#### Set exercise:
Copy the material below line for line, changing nothing.

===== Listing =====

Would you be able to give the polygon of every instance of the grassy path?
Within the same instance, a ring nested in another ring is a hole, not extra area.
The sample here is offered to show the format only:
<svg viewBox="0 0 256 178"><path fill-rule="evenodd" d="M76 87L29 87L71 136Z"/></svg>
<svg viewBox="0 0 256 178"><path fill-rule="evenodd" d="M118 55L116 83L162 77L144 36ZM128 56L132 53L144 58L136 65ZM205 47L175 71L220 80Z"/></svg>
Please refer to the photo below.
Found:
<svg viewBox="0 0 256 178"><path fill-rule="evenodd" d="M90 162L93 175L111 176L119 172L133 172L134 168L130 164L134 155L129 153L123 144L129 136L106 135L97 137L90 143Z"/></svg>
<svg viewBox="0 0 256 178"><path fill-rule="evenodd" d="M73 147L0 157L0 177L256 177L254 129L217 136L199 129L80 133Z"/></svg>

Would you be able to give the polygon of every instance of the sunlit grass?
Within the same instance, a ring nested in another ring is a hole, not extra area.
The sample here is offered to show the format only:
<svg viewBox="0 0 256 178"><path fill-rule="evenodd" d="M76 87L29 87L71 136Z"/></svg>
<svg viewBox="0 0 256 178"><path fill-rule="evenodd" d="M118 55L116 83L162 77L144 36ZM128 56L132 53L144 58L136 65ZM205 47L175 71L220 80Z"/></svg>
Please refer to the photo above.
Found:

=====

#### Solution to this task:
Would you be able to give the polygon of every instance of the grassy path?
Within the same instance, a ring nested in another ring is a hole, not extra area.
The sample here is offered to show the format only:
<svg viewBox="0 0 256 178"><path fill-rule="evenodd" d="M76 87L29 87L71 136Z"/></svg>
<svg viewBox="0 0 256 178"><path fill-rule="evenodd" d="M118 55L116 83L162 77L144 36ZM128 56L132 53L144 58L136 65ZM205 47L175 71L220 80Z"/></svg>
Please refer to the photo below.
Found:
<svg viewBox="0 0 256 178"><path fill-rule="evenodd" d="M90 162L93 175L111 176L119 172L133 172L134 168L130 164L134 155L129 153L123 144L129 136L106 135L97 137L90 143Z"/></svg>
<svg viewBox="0 0 256 178"><path fill-rule="evenodd" d="M73 147L0 157L0 177L256 177L254 129L217 136L199 129L80 133Z"/></svg>

Would you be able to give the polygon of every instance of the sunlit grass?
Within the same instance, a ring nested in another ring is a hole, not extra area.
The sample here is offered to show the format only:
<svg viewBox="0 0 256 178"><path fill-rule="evenodd" d="M76 87L29 87L71 136Z"/></svg>
<svg viewBox="0 0 256 178"><path fill-rule="evenodd" d="M118 55L116 83L162 77L144 36ZM128 56L132 53L144 58L136 65ZM205 47L175 71L220 80Z"/></svg>
Please refer to the photo above.
Found:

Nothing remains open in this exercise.